╭─ Records to process
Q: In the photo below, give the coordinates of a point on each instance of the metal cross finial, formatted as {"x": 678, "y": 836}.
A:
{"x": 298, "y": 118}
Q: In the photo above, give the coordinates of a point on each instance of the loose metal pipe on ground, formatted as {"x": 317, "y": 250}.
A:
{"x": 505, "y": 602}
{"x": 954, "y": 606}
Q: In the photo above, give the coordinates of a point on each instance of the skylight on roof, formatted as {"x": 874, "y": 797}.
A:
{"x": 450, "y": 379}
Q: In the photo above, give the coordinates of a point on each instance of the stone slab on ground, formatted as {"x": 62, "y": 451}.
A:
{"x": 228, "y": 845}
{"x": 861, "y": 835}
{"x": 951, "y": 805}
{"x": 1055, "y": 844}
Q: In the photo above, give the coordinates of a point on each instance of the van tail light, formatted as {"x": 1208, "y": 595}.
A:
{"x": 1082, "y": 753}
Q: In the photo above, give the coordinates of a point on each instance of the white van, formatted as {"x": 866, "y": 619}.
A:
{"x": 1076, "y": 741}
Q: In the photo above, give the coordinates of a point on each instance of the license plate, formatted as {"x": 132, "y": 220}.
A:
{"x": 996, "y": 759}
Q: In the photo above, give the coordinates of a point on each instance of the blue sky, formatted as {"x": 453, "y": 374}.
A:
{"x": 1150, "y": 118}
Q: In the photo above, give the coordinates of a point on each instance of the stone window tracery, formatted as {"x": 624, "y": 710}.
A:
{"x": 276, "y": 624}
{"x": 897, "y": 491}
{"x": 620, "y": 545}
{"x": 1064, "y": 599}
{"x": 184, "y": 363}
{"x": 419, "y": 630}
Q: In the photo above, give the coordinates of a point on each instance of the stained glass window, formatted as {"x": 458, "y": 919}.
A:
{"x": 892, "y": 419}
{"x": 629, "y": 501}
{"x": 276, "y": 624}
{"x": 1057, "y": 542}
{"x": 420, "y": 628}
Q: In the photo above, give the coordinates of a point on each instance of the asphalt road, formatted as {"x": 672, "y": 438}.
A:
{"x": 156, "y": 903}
╰─
**What is asked**
Only the lines from the one with "the stone slab" through the end of the material are wanted; copy them exactly, both ends included.

**Response to the task**
Q: In the photo above, give the coordinates of a point on each instance of the stone slab on ground, formatted as {"x": 62, "y": 451}.
A:
{"x": 228, "y": 845}
{"x": 861, "y": 835}
{"x": 951, "y": 805}
{"x": 1055, "y": 844}
Q: In the photo above, give the coordinates of a point on each instance of the van tail light, formatted as {"x": 1208, "y": 595}.
A:
{"x": 1082, "y": 753}
Q: In the photo above, give the coordinates of a point on each instance of the white van, formatted as {"x": 866, "y": 619}.
A:
{"x": 1076, "y": 741}
Q: In the photo above, give the coordinates of a point on each instance of the license plate, formatted as {"x": 132, "y": 220}.
A:
{"x": 996, "y": 759}
Q: In the photo above, give the coordinates of a point on each instance of the blue sky, formatted as {"x": 453, "y": 374}.
A:
{"x": 1150, "y": 118}
Q: In the photo above, give the coordinates of a point on each instance of the stone window tracery, formatted as {"x": 624, "y": 710}.
A:
{"x": 276, "y": 624}
{"x": 897, "y": 491}
{"x": 620, "y": 545}
{"x": 1064, "y": 599}
{"x": 184, "y": 363}
{"x": 419, "y": 630}
Q: In the photo above, give the coordinates of a point on each instance of the stained glass window, formatted as {"x": 458, "y": 919}.
A:
{"x": 892, "y": 419}
{"x": 629, "y": 501}
{"x": 276, "y": 624}
{"x": 1057, "y": 542}
{"x": 420, "y": 628}
Q: In the photo above, give the coordinates of a point on each instance of the asphalt road, formatted as {"x": 672, "y": 438}.
A:
{"x": 156, "y": 903}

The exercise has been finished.